■ **SOURCE DOCUMENT**
-------
Exhibit 10.5
Execution
Copy
INTEREST WAIVER AND WARRANT
RESET AGREEMENT
THIS INTEREST WAIVER AND WARRANT
RESET AGREEMENT, dated as of December 29, 2005 (this “
Agreement ”), is made by and among Applied
Digital Solutions, Inc. (the “ Company
”), Satellite Strategic Finance Partners, Ltd. (“
SSFP ”) and Satellite Strategic Finance
Associates, LLC (“ SSFA ” and, together
with SSFP, the “ Purchasers
”).
A.
The Company issued (i) a Senior
Unsecured Note dated June 10, 2005 to SSFA in the principal
amount of $1,986,000 (the “ SSFA Note ”),
and (ii) a Senior Unsecured Note dated June 10, 2005 to
SSFP in the principal amount of $3,364,000 (the “ SSFP
Note ” and, together with the SSFA Note, the “
Notes ”).
B.
The Company issued (i) a
Series E Warrant dated June 10, 2005 to SSFA for the
purchase of 436,559 shares of the Company’s common stock (the
“ SSFA Warrant ”), and (ii) a
Series E Warrant dated June 10, 2005 to SSFP for the
purchase of 739,516 shares of the Company’s common stock (the
“ SSFP Warrant ” and, together with the
SSFA Warrant, the “ Warrants
”).
C.
The Company desires to reduce the
exercise price of the Warrants with respect to an aggregate of
200,000 Warrant shares in consideration for the forgiveness and
waiver by the Purchasers of an aggregate of $37,004 of accrued
interest on the Notes.
NOW, THEREFORE, for good and
valuable consideration, the receipt and sufficiency of which are
hereby acknowledged, the Company and the Purchasers hereby agree as
follows:
1.
Adjustment to the Warrant
Exercise Price .
-------
■ **PROVIDED MATERIAL**
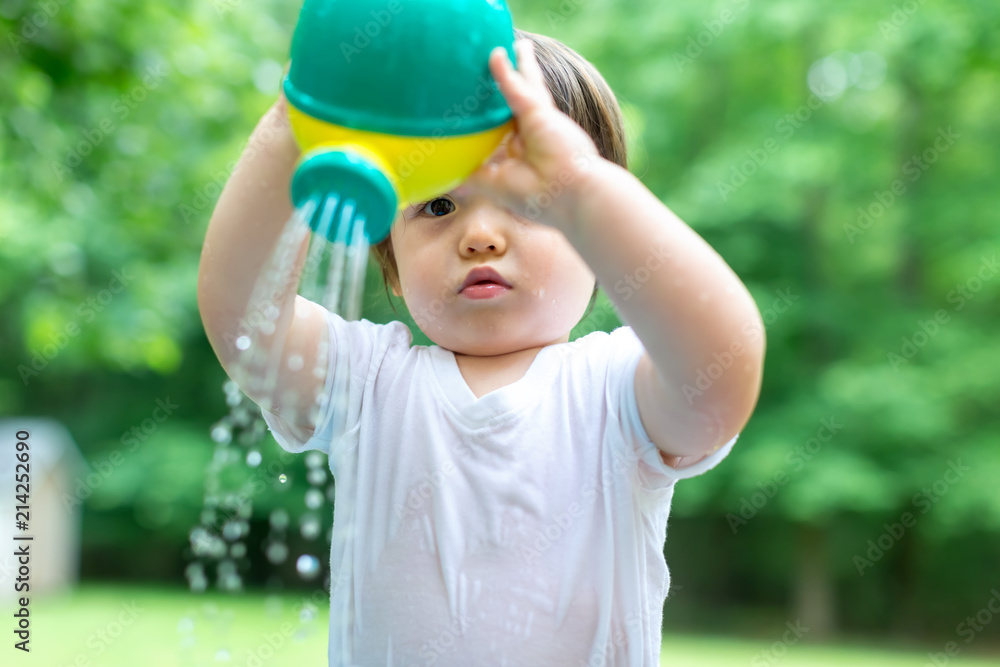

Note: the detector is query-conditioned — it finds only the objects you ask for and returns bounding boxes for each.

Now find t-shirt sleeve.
[261,309,412,455]
[608,326,739,492]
-------
■ **REQUEST 1**
Answer each of the following from the interest waiver agreement, one line per answer, marked (a), (b), (c):
(a) What is the principal amount of the SSFP Note?
(b) How many shares of common stock does the SSFA Warrant cover?
(c) What aggregate amount of accrued interest on the Notes do the Purchasers forgive and waive?
■ **REQUEST 2**
Restate the paragraph of the interest waiver agreement beginning "The Company desires to reduce" in a single shorter sentence that keeps its main facts.
■ **REQUEST 3**
Extend the interest waiver agreement past its final heading by drafting the section that heading introduces.

■ **REPLY 1**
(a) $3,364,000
(b) 436,559 shares
(c) $37,004

■ **REPLY 2**
The Company wants to lower the Warrants' exercise price for a total of 200,000 Warrant shares in return for the Purchasers forgiving and waiving $37,004 of accrued interest on the Notes.

■ **REPLY 3**
(a)
The last sentence of
Section 1(a) of the SSFA Warrant is hereby amended and
restated in its entirety as follows:
The exercise price for each of
(i) 74,240 Warrant Shares purchased by the Holder upon the
exercise of this Warrant shall be equal to $3.75 (the “
Adjusted Exercise Price ”), and (ii) the
remaining 362,319 Warrant Shares purchased by the Holder upon the
exercise of this Warrant shall be equal to $4.09 (the “
Unadjusted Exercise Price ”). As used
herein, the term “ Exercise Price ” means
the Adjusted Exercise Price or the Unadjusted Exercise Price, as
applicable. The Holder may exercise this Warrant at the
Adjusted Exercise Price or the Unadjusted Exercise Price in any
order or increment, subject to the number of Warrant Shares
allocated to each such Exercise Price. The Exercise Price is
subject to adjustment for the events specified in Section 6
below, provided that any adjustment to the Exercise Price
shall be calculated separately for the Adjusted Exercise Price and
the Unadjusted Exercise Price.
(b)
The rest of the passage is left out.